Dataset entries:

[Start of Attachment]

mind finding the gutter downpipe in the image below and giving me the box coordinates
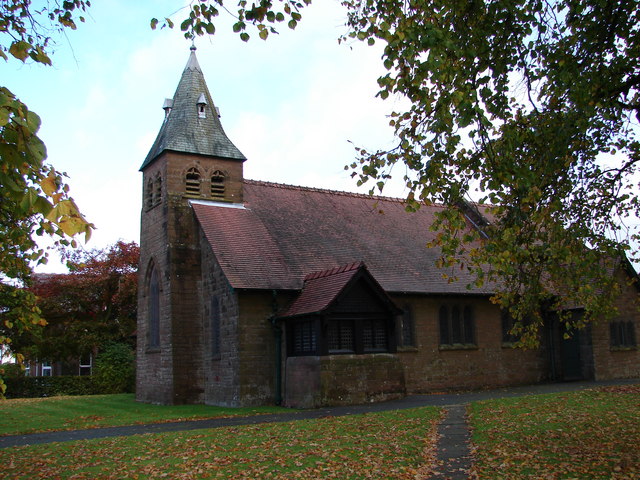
[270,290,283,406]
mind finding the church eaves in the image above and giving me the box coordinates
[140,46,246,171]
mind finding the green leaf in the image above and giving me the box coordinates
[25,110,41,134]
[19,188,39,212]
[26,136,47,162]
[8,41,31,62]
[29,46,51,66]
[0,106,9,127]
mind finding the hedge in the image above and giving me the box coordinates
[3,375,101,398]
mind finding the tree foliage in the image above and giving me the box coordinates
[11,241,139,367]
[93,342,136,394]
[0,0,90,64]
[173,0,640,345]
[0,1,94,392]
[339,0,640,344]
[152,0,311,42]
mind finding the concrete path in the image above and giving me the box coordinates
[1,379,637,452]
[427,404,473,480]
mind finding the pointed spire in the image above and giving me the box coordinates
[185,42,201,72]
[140,46,246,170]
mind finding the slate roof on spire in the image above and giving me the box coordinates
[140,47,246,170]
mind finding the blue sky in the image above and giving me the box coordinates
[2,1,405,271]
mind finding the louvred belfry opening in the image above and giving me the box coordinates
[210,170,225,199]
[185,167,201,197]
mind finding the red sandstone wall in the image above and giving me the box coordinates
[201,235,242,406]
[237,291,281,406]
[137,157,174,404]
[592,271,640,380]
[394,295,548,393]
[285,354,406,408]
[138,151,242,405]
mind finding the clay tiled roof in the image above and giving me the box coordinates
[193,180,494,295]
[282,262,364,317]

[End of Attachment]

— Directions for this task —
Please transcribe each entry exactly and exclude any image it contains.

— Exercise response —
mind finding the gutter downpipe in the image below and giving me the box coordinates
[270,290,283,406]
mind finding the church eaves in the image above and giving me the box coordinates
[140,46,246,171]
mind finding the green leaf in the image above and giving me the box coordinates
[25,110,41,134]
[19,188,39,212]
[26,136,47,162]
[8,41,31,62]
[29,46,51,66]
[0,106,9,127]
mind finding the hedge in the image above and giving me the box coordinates
[3,375,101,398]
mind finding the tree foliage in the image above and giving me the box coordinates
[11,241,139,367]
[93,342,136,394]
[0,0,90,64]
[173,0,640,345]
[0,1,94,392]
[339,0,640,344]
[152,0,311,42]
mind finding the concrete path in the image above and giving me the box coordinates
[1,379,637,452]
[427,404,473,480]
mind finding the pointed spire in the image above and giving me the box coordinates
[185,42,201,72]
[140,46,246,170]
mind finding the slate roof on spire in the image above and giving me the box coordinates
[140,47,246,170]
mind finding the blue sky in the image above and giving me the box coordinates
[2,1,405,271]
mind finding the louvred belfry opening in the image above and giving me the box coordinates
[210,170,225,199]
[185,167,201,197]
mind finding the red sandstone wall in the image above and giving me the box coordinates
[201,235,242,406]
[237,291,281,406]
[137,157,174,404]
[592,271,640,380]
[394,295,548,393]
[285,354,406,408]
[138,151,242,405]
mind finding the clay tiled roof in the image above and giving me the box coordinates
[193,180,494,295]
[282,262,364,317]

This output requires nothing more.